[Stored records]
-=-=-=-=-
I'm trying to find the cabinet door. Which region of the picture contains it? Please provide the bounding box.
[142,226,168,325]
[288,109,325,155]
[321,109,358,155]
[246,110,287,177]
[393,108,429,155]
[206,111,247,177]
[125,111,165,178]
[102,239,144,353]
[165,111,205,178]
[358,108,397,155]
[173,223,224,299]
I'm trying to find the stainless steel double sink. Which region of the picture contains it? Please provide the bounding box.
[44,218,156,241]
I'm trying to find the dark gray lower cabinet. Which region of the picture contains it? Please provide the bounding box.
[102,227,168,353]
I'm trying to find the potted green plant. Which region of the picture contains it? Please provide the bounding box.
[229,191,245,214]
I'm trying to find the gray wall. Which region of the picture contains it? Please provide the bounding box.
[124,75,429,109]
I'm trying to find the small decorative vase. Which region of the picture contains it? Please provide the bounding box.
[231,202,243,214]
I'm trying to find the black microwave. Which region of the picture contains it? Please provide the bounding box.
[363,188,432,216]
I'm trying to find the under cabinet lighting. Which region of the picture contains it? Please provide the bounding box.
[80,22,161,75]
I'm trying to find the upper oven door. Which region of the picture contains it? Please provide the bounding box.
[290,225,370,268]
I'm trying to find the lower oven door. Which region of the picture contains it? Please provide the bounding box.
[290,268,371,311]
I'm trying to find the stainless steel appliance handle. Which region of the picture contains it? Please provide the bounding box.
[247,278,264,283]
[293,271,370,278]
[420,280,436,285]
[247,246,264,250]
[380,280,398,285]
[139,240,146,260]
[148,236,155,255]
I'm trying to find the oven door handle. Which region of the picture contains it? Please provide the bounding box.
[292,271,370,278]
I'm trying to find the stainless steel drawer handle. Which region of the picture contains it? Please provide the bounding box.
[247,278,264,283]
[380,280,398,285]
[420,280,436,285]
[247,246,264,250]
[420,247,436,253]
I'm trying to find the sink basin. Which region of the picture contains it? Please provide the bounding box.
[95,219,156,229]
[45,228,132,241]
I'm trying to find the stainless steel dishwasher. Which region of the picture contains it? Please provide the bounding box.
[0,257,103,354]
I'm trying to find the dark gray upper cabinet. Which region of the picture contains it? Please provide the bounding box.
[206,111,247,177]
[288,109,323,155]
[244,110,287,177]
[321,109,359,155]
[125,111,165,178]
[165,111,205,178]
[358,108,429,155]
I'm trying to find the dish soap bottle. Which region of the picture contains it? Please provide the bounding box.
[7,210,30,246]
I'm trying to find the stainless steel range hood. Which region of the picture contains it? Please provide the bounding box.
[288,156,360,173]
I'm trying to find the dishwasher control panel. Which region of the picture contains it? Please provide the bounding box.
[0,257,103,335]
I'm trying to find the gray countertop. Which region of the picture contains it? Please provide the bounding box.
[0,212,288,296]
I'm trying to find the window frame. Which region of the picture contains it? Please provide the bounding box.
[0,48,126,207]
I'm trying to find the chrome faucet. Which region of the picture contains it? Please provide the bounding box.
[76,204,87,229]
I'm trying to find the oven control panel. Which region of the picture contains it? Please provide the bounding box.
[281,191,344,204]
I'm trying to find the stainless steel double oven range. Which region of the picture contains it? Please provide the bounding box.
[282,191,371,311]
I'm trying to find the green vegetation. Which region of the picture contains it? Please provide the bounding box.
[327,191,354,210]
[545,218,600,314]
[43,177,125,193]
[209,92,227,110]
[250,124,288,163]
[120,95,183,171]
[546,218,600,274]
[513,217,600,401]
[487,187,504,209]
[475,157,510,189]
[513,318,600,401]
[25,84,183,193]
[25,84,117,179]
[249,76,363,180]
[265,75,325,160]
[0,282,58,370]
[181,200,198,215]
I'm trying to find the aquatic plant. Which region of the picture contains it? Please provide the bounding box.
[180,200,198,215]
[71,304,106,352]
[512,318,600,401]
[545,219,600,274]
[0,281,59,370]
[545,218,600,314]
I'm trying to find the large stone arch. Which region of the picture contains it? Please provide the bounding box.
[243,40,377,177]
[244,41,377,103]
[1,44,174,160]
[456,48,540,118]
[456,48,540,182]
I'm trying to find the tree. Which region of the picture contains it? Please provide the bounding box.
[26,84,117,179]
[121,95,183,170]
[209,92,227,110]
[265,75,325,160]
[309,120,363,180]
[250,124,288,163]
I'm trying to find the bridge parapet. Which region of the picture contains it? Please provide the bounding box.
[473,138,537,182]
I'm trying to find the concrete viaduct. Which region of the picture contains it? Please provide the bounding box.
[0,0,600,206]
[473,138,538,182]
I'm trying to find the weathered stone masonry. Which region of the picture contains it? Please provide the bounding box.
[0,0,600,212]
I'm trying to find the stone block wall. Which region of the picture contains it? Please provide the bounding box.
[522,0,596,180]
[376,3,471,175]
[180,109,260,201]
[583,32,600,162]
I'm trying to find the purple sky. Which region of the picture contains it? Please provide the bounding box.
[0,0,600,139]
-=-=-=-=-
REQUIRED WORK >> Arrange as a numbered list the lines of the material above, starting with the line with "I'm trying to find the weathered" and going on through the line with "[0,0,600,212]", leaving out any blank lines.

FULL ANSWER >>
1. I'm trying to find the weathered stone masonry. Which region of the picture contains it? Please provide the bounding box.
2. [0,0,600,212]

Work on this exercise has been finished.